Why thin disks don't matter

Why thin disks don't matter

Summary: Thinner disk drives - such as Seagate's new 5mm drive - are the last gasp of an old strategy: making drives smaller. It won't work. The future is elsewhere.

thin disks don't matter

The work of analyst Jim Porter, founder of Disk/Trend, showed that the basic disk strategy for the last 50 years was increase areal density and shrink drive size. While this seems simplistic – who couldn't see smaller disk drives coming? – it was enough to disrupt several generations of disk drive vendors.

Out of more than 200 disk drive manufacturers, since 1982 only two vendors – IBM and Seagate – managed to survive  two generations of drive shrinkage. From 14 inch to 9 inch to 8, 5.25 and 2.5 inch drives, each shift killed profitable drive manufacturers who could not adapt to a smaller form factor.

• **Given request 1**:
Answer these questions from the article on thin disk drives:
(a) How thick is Seagate's new drive, according to the summary?
(b) Who founded Disk/Trend?
(c) Which two vendors survived two generations of drive shrinkage?
• **Given request 2**: Locate each line of the records that contains the string "dark", treating case as significant, and copy those lines.
The article and the records were taken from unrelated sources.

• **Supplied information**:

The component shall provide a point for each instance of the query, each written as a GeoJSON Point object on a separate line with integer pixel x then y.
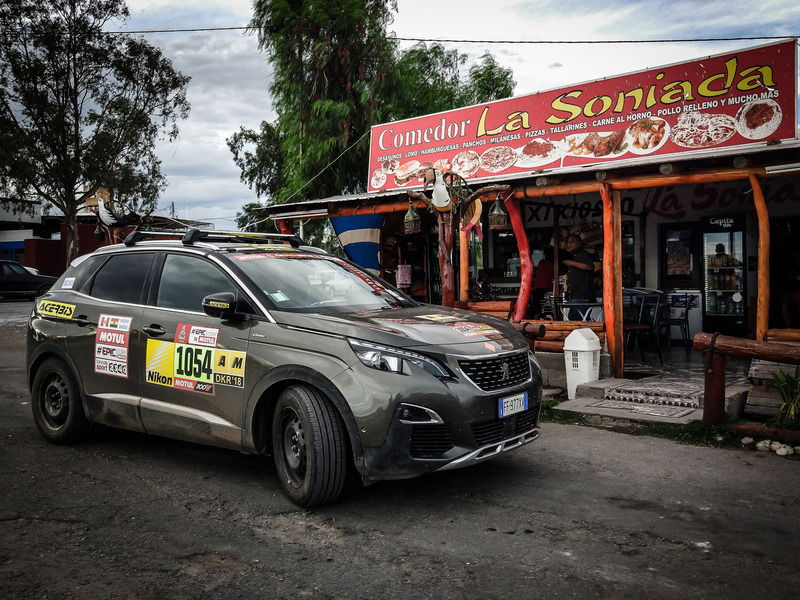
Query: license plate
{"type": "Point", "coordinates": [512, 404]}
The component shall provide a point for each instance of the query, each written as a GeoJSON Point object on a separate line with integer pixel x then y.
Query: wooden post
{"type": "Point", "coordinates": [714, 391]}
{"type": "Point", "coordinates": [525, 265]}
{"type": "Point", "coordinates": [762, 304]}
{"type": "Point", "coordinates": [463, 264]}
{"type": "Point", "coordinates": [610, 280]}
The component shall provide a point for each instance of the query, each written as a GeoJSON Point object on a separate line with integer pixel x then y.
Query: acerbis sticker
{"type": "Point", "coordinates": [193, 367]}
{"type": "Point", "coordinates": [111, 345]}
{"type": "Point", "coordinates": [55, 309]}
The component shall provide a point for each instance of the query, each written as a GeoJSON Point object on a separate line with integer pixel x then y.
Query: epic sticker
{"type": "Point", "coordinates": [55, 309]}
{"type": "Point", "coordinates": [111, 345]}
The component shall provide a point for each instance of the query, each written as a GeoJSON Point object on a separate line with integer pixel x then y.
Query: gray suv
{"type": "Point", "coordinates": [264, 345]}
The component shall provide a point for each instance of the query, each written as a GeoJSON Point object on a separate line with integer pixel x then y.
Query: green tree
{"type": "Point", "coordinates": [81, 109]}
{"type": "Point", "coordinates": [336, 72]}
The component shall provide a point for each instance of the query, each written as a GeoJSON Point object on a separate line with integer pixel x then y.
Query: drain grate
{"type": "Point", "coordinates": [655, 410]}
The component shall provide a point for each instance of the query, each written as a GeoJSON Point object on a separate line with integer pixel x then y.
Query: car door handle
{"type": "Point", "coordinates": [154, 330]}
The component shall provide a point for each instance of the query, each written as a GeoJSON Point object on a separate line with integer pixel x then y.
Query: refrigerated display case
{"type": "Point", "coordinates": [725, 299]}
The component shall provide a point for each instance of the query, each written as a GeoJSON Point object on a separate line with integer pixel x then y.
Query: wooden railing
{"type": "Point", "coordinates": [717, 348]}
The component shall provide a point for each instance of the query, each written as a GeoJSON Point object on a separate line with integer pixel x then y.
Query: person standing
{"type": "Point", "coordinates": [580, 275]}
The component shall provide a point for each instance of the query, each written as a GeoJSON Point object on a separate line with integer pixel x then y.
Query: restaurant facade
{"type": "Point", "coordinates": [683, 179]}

...

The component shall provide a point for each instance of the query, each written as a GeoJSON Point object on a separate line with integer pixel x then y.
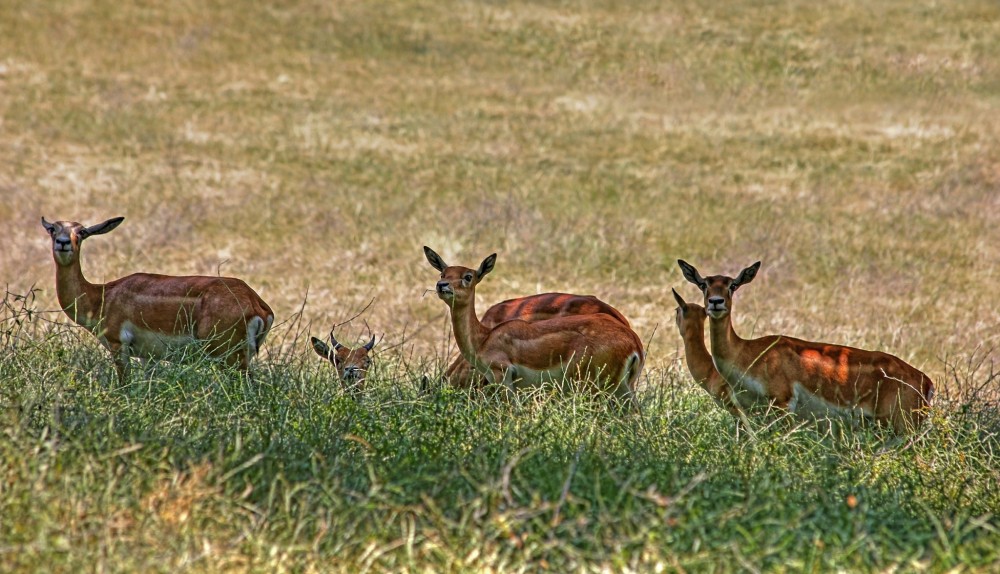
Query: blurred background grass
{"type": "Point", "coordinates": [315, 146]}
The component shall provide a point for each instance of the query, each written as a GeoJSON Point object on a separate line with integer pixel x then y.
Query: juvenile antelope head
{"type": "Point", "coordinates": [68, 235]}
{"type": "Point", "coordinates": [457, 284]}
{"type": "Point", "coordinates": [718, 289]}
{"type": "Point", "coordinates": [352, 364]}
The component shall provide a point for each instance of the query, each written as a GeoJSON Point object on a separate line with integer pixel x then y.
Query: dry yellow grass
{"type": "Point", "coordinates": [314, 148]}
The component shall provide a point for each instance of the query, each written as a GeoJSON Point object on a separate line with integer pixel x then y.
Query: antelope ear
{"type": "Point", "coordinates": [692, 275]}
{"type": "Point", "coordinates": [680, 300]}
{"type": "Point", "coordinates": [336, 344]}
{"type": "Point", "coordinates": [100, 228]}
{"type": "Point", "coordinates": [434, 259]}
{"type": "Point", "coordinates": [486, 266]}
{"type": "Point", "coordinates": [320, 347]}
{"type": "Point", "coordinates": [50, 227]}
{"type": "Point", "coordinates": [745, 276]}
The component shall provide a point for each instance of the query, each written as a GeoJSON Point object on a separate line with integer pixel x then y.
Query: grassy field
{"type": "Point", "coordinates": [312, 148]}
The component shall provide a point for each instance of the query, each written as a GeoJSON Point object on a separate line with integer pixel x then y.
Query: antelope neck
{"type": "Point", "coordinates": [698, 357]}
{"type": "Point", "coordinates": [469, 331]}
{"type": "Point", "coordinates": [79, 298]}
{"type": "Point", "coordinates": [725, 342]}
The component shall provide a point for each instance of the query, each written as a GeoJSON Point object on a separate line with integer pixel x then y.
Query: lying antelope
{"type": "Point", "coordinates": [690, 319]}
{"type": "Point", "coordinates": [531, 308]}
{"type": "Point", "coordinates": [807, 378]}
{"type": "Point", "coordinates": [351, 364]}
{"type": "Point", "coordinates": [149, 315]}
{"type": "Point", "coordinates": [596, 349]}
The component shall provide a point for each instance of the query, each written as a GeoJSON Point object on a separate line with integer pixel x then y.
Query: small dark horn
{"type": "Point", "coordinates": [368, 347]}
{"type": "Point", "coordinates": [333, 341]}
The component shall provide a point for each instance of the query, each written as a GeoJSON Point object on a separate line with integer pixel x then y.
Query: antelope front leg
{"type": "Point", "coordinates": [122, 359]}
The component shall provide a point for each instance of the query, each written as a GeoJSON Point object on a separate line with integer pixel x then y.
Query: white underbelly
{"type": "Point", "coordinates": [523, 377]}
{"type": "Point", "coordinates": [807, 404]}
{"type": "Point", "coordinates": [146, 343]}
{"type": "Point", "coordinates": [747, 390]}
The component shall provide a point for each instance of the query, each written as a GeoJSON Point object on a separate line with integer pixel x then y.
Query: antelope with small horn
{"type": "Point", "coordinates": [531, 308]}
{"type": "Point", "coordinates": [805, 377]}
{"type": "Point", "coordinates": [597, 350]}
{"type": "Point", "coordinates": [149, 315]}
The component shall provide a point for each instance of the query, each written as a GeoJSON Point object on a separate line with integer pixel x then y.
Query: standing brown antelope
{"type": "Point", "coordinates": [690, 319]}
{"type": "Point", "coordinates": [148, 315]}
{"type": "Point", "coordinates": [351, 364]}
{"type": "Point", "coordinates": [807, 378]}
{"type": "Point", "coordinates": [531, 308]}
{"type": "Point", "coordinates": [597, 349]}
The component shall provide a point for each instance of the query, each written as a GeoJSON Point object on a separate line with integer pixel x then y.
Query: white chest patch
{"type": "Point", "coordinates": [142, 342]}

* * *

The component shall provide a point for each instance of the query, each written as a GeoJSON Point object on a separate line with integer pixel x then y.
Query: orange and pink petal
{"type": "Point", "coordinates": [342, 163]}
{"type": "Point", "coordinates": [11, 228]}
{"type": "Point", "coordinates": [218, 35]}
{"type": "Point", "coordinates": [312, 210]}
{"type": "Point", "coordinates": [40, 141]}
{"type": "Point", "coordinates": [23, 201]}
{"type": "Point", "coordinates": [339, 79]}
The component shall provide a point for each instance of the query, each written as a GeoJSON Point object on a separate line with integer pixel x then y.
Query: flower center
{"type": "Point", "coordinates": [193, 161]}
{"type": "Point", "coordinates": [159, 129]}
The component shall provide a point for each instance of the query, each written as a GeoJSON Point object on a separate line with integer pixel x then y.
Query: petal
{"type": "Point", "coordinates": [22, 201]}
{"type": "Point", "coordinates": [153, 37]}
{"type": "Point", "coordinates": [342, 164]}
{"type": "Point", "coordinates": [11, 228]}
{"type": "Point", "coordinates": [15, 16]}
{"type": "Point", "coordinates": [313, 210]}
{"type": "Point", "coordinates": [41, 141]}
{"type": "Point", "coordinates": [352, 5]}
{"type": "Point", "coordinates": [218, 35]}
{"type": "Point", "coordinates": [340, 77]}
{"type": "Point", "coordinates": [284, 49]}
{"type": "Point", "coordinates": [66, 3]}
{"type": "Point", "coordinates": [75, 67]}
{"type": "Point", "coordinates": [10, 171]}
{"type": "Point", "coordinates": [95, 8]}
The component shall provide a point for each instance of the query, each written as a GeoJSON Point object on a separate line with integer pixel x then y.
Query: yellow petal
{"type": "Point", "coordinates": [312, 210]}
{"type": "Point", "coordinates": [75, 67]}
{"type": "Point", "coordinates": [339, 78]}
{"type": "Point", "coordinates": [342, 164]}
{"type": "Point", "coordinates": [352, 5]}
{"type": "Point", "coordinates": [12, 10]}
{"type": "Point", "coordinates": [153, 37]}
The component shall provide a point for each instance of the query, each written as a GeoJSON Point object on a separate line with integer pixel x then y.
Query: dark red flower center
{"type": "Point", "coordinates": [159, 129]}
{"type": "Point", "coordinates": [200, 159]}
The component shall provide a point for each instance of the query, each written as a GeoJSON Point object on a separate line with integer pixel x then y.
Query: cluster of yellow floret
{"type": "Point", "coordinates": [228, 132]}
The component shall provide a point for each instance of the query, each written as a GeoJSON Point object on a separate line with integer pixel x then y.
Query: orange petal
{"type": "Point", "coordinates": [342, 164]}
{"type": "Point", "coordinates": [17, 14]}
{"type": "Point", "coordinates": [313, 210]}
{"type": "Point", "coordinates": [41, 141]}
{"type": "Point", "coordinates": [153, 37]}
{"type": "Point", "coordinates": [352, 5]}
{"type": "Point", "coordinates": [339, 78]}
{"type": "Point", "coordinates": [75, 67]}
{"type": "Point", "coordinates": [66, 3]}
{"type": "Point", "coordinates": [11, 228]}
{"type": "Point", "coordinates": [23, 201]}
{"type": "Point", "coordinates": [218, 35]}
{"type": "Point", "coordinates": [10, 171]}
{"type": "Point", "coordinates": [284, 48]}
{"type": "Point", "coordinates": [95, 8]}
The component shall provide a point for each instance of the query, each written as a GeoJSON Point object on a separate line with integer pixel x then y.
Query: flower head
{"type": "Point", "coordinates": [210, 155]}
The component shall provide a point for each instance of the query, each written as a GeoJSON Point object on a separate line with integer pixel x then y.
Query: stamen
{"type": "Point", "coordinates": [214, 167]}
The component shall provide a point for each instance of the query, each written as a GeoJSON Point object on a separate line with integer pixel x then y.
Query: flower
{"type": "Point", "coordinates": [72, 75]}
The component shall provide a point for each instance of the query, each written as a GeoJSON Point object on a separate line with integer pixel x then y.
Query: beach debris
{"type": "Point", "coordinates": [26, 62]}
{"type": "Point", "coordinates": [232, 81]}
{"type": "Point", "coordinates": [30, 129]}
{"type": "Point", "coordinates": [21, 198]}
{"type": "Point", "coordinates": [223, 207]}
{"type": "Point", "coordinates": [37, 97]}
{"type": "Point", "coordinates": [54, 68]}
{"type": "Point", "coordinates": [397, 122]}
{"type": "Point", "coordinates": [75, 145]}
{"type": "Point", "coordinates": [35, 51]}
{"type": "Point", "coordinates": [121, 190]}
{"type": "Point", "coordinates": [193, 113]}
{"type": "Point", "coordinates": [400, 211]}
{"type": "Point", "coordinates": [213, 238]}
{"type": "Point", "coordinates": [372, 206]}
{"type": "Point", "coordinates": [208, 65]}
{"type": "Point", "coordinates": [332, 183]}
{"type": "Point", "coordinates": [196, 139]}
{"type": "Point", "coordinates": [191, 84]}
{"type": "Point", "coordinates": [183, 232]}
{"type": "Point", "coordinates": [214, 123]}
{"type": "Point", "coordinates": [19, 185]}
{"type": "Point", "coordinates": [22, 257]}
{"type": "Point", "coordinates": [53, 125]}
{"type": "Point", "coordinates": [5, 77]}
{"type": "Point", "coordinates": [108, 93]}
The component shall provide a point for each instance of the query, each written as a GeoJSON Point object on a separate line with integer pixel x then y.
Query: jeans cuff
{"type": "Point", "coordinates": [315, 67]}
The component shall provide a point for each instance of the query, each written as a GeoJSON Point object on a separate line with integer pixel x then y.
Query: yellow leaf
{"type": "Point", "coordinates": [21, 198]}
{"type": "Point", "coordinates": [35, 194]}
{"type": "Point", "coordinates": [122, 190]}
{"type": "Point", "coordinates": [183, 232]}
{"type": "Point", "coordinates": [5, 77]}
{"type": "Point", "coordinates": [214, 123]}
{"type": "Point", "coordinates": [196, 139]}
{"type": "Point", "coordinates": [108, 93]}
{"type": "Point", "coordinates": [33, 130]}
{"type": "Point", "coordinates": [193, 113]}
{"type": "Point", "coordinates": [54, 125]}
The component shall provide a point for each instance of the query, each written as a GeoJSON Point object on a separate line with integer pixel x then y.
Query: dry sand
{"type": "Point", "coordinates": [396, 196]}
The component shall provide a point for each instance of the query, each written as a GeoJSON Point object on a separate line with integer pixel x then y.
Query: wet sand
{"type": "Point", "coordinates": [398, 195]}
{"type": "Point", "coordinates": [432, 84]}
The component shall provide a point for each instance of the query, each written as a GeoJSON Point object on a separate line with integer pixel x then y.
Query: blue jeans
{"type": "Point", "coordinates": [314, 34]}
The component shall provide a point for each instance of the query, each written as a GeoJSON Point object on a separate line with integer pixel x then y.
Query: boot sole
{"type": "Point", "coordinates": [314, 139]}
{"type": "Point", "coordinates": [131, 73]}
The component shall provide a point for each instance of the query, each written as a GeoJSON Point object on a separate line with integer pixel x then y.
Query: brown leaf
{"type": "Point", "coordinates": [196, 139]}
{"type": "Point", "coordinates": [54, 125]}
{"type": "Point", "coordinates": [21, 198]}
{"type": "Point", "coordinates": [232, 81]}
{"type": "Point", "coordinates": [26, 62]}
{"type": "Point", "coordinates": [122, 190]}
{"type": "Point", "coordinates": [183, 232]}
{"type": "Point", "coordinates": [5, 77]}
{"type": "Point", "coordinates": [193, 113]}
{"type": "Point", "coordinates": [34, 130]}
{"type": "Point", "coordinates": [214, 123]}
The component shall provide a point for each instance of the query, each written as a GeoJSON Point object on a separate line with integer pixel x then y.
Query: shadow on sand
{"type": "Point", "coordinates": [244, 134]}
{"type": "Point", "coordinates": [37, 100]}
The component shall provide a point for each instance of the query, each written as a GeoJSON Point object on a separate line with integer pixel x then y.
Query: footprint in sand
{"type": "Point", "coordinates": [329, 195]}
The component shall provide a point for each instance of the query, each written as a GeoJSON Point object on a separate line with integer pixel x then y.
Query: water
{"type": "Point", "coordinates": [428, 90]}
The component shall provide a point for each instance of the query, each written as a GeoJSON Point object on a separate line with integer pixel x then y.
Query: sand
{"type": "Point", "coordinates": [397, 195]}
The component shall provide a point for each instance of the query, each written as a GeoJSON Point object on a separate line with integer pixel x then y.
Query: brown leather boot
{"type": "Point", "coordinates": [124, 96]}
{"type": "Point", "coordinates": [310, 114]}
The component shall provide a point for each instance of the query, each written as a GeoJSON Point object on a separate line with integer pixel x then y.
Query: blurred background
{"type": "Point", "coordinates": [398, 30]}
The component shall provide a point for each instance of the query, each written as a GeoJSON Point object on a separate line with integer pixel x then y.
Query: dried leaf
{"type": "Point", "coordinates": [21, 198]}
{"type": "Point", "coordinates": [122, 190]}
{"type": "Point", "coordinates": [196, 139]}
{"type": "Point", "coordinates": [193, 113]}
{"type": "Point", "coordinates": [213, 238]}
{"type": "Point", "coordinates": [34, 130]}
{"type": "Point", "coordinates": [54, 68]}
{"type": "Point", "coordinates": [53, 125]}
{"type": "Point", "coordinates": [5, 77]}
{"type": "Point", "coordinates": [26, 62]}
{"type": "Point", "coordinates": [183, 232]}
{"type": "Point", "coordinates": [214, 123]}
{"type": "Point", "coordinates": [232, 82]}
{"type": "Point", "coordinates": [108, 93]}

• **Worked solution 1**:
(a) 5mm
(b) Jim Porter
(c) IBM and Seagate

• **Worked solution 2**:
Query: small dark horn
Query: dark red flower center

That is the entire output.